TEXT PASSAGE:

• • • • • • •

Why is the DC component of discrete fourier transform not the same as the signal's arithmetic mean?

Question

In this question we have a mathematical proof that the DC component of normalized discrete Fourier transform should be the same as the signal's arithmetic mean. However, in the following example I print the signal mean and magnitude of DC component, but they are different. What is the reason behind this?

import numpy as np
import matplotlib.pyplot as plt
T = 1.95
dt = 0.001
Freq = 8.0
t = np.arange(0, T, dt)
signal = 0.6 * np.sin(2.0 * np.pi * Freq * t) + 1.5
fft_out = np.fft.rfft(signal) * dt
fft_freq = np.fft.rfftfreq(len(t), dt)
fft_mag = np.abs(fft_out)
fft_mag[0] /= 2.0
plt.figure()
plt.subplot(2,1,1)
plt.plot(t, signal)
plt.subplot(2,1,2)
plt.plot(fft_freq, fft_mag)
plt.show()
print(signal.mean())
print(fft_mag[0])

Output:

1.511161712096421
1.4733826692940106

Answer 1

The question you cite proofs this for Continuous Fourier Transform, your code however uses the Discrete Fourier Transform which has significantly different properties.

The DFT is typically defined as

$$X[k] = \sum_{n=0}^{N-1} x[n] e^{-j2\pi\frac{kn}{N}} \leftrightarrow x[n] = \frac{1}{N} \sum_{k=0}^{N-1} X[k] e^{j2\pi\frac{nk}{N}} $$

For the DC component we get

$$X[0] = \sum_{n=0}^{N-1} x[n] $$

so it's the sum of the input samples not the mean. There are different scaling conventions for which this is different, but the one I'm using here is most commonly used in textbooks and it's also what the Python function uses. To get the correct results

1. Do NOT scale by dt (why ???)
2. Do NOT scale by $1/2$ (why ???)
3. DO scale by $1/N$ where N is the FFT length

• • • • • • •

WORK INSTRUCTIONS: Determine whether each statement agrees with the forum thread on the DC component of the discrete Fourier transform: (a) the answer states that its scaling convention is the one the Python function uses; (b) the answer states that the DC component of the DFT is the mean of the input samples; (c) the answer advises scaling by 1/N, with N being the FFT length. For each, answer yes or no and quote the deciding words of the thread. The items placed after this point were drawn from a separate source.

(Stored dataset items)
• • • • • • •

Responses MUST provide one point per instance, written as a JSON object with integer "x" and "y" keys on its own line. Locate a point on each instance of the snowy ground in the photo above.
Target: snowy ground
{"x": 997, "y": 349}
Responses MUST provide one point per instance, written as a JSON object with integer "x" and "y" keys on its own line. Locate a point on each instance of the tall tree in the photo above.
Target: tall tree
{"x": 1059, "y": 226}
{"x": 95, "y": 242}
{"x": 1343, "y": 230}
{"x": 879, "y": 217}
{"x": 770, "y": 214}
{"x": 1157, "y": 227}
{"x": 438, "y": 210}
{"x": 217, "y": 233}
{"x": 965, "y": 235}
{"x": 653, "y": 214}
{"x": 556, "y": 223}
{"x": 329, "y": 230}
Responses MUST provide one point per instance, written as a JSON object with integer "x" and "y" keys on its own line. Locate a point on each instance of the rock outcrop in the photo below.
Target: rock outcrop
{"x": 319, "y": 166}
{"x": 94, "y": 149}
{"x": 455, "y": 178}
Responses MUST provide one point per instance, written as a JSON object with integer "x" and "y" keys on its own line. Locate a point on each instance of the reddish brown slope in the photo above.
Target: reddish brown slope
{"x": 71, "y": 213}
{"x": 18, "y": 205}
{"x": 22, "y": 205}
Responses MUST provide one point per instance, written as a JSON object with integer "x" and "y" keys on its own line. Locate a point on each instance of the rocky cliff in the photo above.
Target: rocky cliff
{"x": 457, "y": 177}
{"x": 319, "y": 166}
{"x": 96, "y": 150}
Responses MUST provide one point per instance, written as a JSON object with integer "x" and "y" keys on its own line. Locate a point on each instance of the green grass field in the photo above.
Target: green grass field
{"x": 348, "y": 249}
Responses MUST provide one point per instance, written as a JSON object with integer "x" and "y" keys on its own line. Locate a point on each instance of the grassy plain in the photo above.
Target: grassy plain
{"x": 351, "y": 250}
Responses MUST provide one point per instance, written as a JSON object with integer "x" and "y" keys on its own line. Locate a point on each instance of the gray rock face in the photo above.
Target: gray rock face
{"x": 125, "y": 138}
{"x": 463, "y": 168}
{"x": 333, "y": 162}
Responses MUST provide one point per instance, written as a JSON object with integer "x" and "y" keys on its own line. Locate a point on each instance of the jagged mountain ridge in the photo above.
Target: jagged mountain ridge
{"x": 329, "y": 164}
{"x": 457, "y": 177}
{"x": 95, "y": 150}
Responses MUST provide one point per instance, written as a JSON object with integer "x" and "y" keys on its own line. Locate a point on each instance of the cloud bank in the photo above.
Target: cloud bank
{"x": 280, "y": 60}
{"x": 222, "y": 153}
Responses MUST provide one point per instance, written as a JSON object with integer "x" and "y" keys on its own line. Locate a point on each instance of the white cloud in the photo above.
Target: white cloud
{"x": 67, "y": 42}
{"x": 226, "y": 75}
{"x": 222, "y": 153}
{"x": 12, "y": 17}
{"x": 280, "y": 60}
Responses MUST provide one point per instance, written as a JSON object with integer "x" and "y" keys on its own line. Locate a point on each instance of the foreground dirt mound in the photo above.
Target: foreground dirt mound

• • • • • • •

EXERCISE OUTPUT:
(a) Yes: "it's also what the Python function uses"
(b) No: "so it's the sum of the input samples not the mean"
(c) Yes: "where N is the FFT length"